● Stated exercise: Rewrite each line of the data below as a Markdown table with two columns, "No." for the row number and "Line" for the text, leaving out blank lines and the pictures.

++++ Given entries

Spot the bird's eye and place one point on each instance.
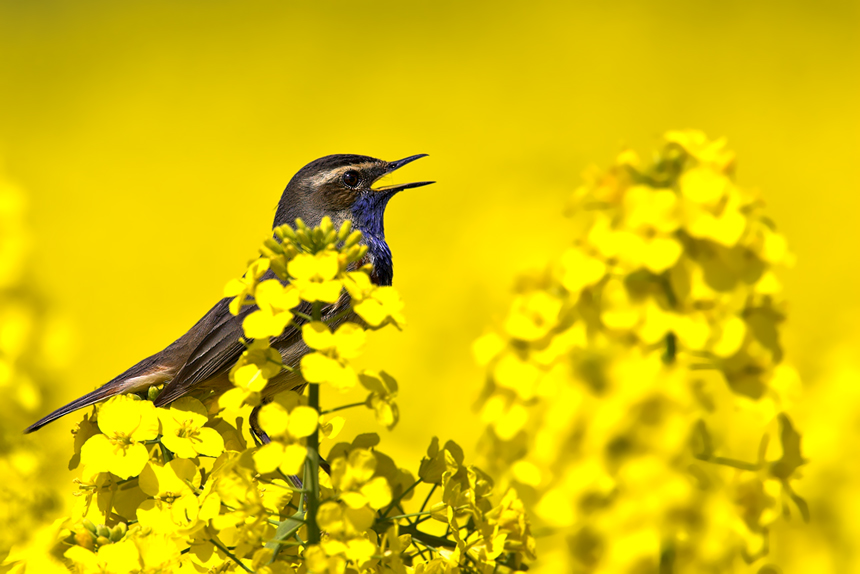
(351, 178)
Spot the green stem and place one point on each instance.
(399, 516)
(399, 498)
(428, 540)
(312, 465)
(340, 408)
(230, 555)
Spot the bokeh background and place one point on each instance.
(152, 141)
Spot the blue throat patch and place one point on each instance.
(368, 212)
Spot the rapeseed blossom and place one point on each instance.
(189, 488)
(637, 394)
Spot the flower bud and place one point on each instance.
(118, 531)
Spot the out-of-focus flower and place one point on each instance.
(630, 380)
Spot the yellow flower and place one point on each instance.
(328, 364)
(275, 302)
(346, 343)
(383, 389)
(532, 316)
(315, 276)
(259, 363)
(383, 306)
(353, 477)
(319, 368)
(126, 423)
(183, 432)
(120, 558)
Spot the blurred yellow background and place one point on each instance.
(154, 140)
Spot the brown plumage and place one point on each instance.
(199, 362)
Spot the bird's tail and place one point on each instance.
(97, 395)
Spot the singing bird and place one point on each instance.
(198, 363)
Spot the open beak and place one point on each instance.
(395, 165)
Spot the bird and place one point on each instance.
(198, 363)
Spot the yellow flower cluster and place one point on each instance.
(636, 389)
(27, 488)
(184, 489)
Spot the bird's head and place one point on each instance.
(342, 188)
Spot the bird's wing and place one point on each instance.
(216, 352)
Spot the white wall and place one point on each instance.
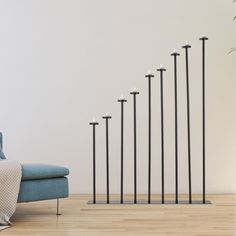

++++++++

● Written solution:
| No. | Line |
|---|---|
| 1 | Spot the bird's eye and place one point on each instance. |
| 2 | (351, 178) |
| 3 | Spot the green stem and place one point on each instance. |
| 4 | (399, 516) |
| 5 | (399, 498) |
| 6 | (428, 540) |
| 7 | (312, 465) |
| 8 | (340, 408) |
| 9 | (230, 555) |
| 10 | Spot the bokeh background and place one point on each instance. |
| 11 | (152, 141) |
| 12 | Spot the blue throat patch and place one point on each instance. |
| 13 | (368, 212) |
| 14 | Spot the rapeseed blossom and place one point on each instance. |
| 15 | (189, 488) |
| 16 | (637, 394) |
| 17 | Spot the flower bud and place one point on each instance. |
| 18 | (118, 531) |
| 19 | Spot the out-of-focus flower and place one point on each instance. |
| 20 | (630, 380) |
| 21 | Spot the yellow flower and place one point on each instance. |
| 22 | (328, 364) |
| 23 | (275, 302) |
| 24 | (346, 343) |
| 25 | (383, 389) |
| 26 | (532, 316) |
| 27 | (315, 276) |
| 28 | (259, 363) |
| 29 | (383, 306) |
| 30 | (353, 477) |
| 31 | (319, 368) |
| 32 | (126, 423) |
| 33 | (183, 432) |
| 34 | (120, 558) |
| 35 | Spot the blurred yellow background and place one point on each instance. |
| 36 | (154, 140) |
| 37 | Spot the brown plumage and place one point on each instance. |
| 38 | (199, 362) |
| 39 | Spot the bird's tail and place one point on each instance. |
| 40 | (97, 395) |
| 41 | Spot the singing bird and place one point on each instance. |
| 42 | (198, 363) |
| 43 | Spot the open beak and place one point on each instance. |
| 44 | (395, 165) |
| 45 | Spot the bird and place one point on each instance. |
| 46 | (198, 363) |
| 47 | Spot the yellow flower cluster and place one point on each instance. |
| 48 | (636, 389) |
| 49 | (27, 488) |
| 50 | (184, 489) |
| 51 | Spot the bird's head and place one point on each instance. |
| 52 | (342, 188) |
| 53 | Spot the bird's wing and place one point on each instance. |
| 54 | (216, 352) |
| 55 | Spot the white wall and place one point on each instance. |